● **EXERCISE BRIEF**
Output, as a numbered list without blank lines, the part of the records that opens with the line containing "</instance>" and closes with the line containing "positive clicks: (340, 940)", both lines included.

Records taken from a collection
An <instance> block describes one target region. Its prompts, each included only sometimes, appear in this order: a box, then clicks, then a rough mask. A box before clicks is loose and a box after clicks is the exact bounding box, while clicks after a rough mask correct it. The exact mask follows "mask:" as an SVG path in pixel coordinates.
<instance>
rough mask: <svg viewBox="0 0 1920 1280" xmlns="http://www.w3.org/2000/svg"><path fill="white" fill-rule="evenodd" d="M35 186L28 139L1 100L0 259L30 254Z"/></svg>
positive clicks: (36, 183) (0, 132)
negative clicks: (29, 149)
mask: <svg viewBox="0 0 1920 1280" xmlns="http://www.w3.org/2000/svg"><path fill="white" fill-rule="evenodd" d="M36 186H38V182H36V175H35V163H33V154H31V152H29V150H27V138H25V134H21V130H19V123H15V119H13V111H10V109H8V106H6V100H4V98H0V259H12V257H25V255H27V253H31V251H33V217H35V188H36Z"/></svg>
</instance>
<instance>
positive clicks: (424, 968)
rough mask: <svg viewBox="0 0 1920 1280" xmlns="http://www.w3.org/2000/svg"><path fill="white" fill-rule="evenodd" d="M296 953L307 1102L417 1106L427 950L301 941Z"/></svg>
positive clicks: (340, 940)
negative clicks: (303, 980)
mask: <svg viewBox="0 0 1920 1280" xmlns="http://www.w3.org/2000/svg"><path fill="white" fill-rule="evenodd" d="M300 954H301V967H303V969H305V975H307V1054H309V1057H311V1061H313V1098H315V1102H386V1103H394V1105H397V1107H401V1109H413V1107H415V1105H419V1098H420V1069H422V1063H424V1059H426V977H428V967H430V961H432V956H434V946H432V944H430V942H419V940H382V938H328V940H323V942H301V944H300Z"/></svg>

● **THE COMPLETED TASK**
1. </instance>
2. <instance>
3. positive clicks: (424, 968)
4. rough mask: <svg viewBox="0 0 1920 1280" xmlns="http://www.w3.org/2000/svg"><path fill="white" fill-rule="evenodd" d="M296 953L307 1102L417 1106L427 950L301 941Z"/></svg>
5. positive clicks: (340, 940)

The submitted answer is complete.